→ **RECORD EXTRACTS**
━━━━━━
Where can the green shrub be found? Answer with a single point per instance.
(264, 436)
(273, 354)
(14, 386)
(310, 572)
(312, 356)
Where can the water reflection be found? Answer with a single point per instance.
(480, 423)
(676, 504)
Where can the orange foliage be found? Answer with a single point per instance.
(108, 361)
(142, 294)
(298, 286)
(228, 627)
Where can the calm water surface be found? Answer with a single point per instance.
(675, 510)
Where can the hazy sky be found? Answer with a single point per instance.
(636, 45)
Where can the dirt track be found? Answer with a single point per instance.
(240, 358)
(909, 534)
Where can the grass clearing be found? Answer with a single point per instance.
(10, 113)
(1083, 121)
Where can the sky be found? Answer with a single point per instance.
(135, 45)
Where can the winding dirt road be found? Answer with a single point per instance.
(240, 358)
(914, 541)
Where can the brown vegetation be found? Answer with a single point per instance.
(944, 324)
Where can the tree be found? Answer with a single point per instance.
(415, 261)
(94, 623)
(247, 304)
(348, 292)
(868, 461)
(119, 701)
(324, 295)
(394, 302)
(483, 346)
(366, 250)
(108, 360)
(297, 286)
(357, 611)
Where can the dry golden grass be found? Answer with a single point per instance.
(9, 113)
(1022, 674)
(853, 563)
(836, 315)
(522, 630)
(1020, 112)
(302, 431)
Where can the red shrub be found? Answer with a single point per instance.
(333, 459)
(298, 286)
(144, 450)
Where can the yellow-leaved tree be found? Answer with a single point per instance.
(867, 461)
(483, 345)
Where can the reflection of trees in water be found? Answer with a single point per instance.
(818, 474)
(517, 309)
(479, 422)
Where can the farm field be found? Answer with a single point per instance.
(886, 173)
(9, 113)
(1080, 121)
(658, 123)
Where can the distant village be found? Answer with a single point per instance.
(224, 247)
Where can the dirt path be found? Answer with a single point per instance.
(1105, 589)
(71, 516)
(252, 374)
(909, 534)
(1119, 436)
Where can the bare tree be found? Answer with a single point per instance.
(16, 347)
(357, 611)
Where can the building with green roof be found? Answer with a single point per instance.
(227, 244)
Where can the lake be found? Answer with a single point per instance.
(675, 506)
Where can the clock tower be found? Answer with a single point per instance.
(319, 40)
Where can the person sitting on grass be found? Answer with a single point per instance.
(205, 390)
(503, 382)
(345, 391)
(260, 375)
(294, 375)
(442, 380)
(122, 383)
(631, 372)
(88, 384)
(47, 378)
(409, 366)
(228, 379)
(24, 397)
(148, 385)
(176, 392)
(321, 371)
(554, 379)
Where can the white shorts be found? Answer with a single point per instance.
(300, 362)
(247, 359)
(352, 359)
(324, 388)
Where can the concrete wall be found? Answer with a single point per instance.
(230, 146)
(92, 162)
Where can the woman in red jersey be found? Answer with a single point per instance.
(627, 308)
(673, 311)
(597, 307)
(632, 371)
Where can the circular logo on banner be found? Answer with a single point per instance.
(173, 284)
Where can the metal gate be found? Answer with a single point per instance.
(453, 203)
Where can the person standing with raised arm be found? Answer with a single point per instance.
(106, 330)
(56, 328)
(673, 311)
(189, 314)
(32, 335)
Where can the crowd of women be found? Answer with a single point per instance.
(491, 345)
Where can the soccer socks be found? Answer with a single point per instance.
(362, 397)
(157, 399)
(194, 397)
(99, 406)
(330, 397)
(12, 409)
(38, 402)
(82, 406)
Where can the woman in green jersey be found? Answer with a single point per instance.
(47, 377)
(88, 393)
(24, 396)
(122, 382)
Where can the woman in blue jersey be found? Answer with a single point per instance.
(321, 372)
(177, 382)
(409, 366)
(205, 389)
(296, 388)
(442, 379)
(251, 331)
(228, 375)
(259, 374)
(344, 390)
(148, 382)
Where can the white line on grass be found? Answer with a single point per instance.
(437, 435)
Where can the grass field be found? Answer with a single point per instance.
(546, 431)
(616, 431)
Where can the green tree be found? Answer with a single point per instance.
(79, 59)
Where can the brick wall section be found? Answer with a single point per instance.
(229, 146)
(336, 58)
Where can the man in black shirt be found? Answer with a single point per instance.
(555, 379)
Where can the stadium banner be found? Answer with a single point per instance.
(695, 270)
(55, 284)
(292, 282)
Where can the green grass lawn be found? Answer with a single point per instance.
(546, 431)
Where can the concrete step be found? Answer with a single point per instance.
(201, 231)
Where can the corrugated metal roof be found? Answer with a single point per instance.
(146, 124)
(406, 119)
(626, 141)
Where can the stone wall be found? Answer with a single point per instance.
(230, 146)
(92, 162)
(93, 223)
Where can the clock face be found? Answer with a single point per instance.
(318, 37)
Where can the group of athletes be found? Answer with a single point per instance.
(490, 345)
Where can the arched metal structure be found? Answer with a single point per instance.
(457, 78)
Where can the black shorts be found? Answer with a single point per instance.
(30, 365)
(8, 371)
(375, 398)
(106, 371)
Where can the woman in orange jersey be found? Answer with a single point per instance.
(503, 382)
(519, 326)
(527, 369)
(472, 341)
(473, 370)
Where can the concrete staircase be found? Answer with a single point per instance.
━━━━━━
→ **YOUR OBJECTIVE**
The listing above should be transcribed in full, exactly as written.

→ **THE SOLUTION**
Where can the green shrub be found? Answer with a single point per instance.
(264, 436)
(273, 354)
(14, 386)
(310, 572)
(312, 356)
Where can the water reflection be found? Answer with a single point per instance.
(480, 423)
(676, 504)
Where can the orange foliage be found? Answer with a single point per instance.
(108, 361)
(142, 294)
(298, 286)
(228, 627)
Where can the calm water surface be found? Answer with a single point per instance.
(675, 510)
Where can the hazy sky be found? Answer with a single point per instance.
(636, 45)
Where can the dirt track be found? Answer with a single point per instance.
(240, 358)
(909, 534)
Where can the grass clearing be found? Answer with a single point per instance.
(10, 113)
(1083, 121)
Where can the sky be found? Answer with a single point per instance.
(135, 45)
Where can the winding dirt road be found? Answer with a single point per instance.
(240, 358)
(914, 541)
Where can the brown vegetation be found? Answer with a single point per instance.
(944, 324)
Where can the tree be found? Answer with a single point per instance.
(415, 261)
(94, 623)
(247, 304)
(348, 292)
(868, 461)
(119, 701)
(324, 295)
(394, 302)
(483, 346)
(366, 250)
(108, 360)
(297, 286)
(357, 611)
Where can the dry golden grass be found? Answer with a single point per instance.
(9, 113)
(1022, 674)
(853, 563)
(836, 315)
(522, 630)
(1020, 112)
(302, 431)
Where can the red shrub be found? Answer with a single point per instance.
(333, 459)
(298, 286)
(144, 450)
Where can the yellow-leaved tree be found? Answer with a single point per instance.
(867, 461)
(483, 345)
Where can the reflection of trees in water be found? Answer with a single point per instance.
(818, 474)
(517, 309)
(479, 422)
Where can the farm field be found? Answer with a single point per instance.
(886, 173)
(9, 113)
(1080, 121)
(658, 123)
Where can the distant village be found? Answer with a single point per instance.
(224, 247)
Where can the dirt path be found? Answer with a single point per instance.
(1105, 589)
(71, 516)
(252, 374)
(909, 534)
(1119, 436)
Where can the bare tree be found? Answer with a single point per instance.
(16, 347)
(357, 611)
Where can the building with green roof be found? Answer with a single point per instance.
(227, 244)
Where can the lake be found? Answer with a single point per instance.
(675, 506)
Where can the clock tower be found? Answer with a single point per instance.
(319, 40)
Where can the person sitting on grass be found? Answer with a single point per instance.
(205, 390)
(503, 382)
(345, 391)
(260, 375)
(294, 375)
(442, 380)
(122, 383)
(631, 372)
(88, 384)
(47, 378)
(409, 366)
(228, 379)
(24, 397)
(148, 385)
(176, 392)
(321, 371)
(554, 379)
Where can the white shorts be found? Answer with a single point per instance.
(300, 362)
(247, 359)
(352, 359)
(324, 388)
Where can the concrete wall be found? Answer with a single point per instance.
(230, 146)
(92, 162)
Where can the woman in red jersey be found? Answer with a single point per instance.
(627, 308)
(673, 311)
(597, 307)
(632, 371)
Where can the circular logo on banner be found? Answer with a single point per instance.
(173, 284)
Where can the metal gate be found? Answer with a single point per instance.
(453, 203)
Where can the person standing with raised arm be found? Answer with a single point per instance.
(106, 330)
(56, 328)
(673, 311)
(189, 314)
(32, 335)
Where can the crowd of women be found? Answer with a single point per instance.
(491, 345)
Where can the soccer socks be found? Answer with a single point per instance.
(362, 397)
(157, 399)
(194, 397)
(99, 406)
(330, 397)
(12, 409)
(38, 402)
(82, 406)
Where can the woman in green jersey be found? Answer with a single point per instance.
(47, 377)
(88, 393)
(24, 396)
(122, 382)
Where can the woman in blue jersey be found? Answer with a single point per instance.
(321, 372)
(177, 382)
(409, 366)
(205, 389)
(296, 388)
(442, 379)
(251, 331)
(228, 375)
(259, 374)
(344, 390)
(148, 382)
Where can the white line on grass be found? Answer with a single point per instance.
(437, 435)
Where can the grass field be found? Answer with a single point per instance.
(546, 431)
(616, 431)
Where can the green tree be found? Answer with a single point per instance.
(79, 59)
Where can the brick wall section be found? Answer with a single point per instance.
(229, 146)
(336, 58)
Where can the man in black shirt be found? Answer with a single point per instance.
(555, 379)
Where can the stadium banner be found? Answer with a single point per instance.
(695, 270)
(55, 284)
(292, 282)
Where can the green grass lawn be found? Answer with a single point per instance.
(546, 431)
Where can the concrete step be found? Answer with a single point per instance.
(201, 231)
Where can the corrugated metal roof be found? Answer with a single point per instance.
(146, 124)
(406, 119)
(626, 141)
Where can the stone wall be found? Answer with a single point per instance.
(230, 146)
(92, 162)
(93, 223)
Where can the clock face be found? Answer with a single point per instance.
(318, 37)
Where can the group of athletes be found? Answer with a single point per instance.
(490, 345)
Where can the arched metal structure be found? Answer with a single point per instance.
(457, 78)
Where can the black shorts be found? Answer with a single point per instance.
(30, 365)
(8, 371)
(375, 398)
(106, 371)
Where can the woman in orange jersey be found? Answer with a single point per instance.
(503, 382)
(519, 326)
(527, 369)
(472, 341)
(473, 370)
Where can the concrete staircase be found? Answer with a single point per instance.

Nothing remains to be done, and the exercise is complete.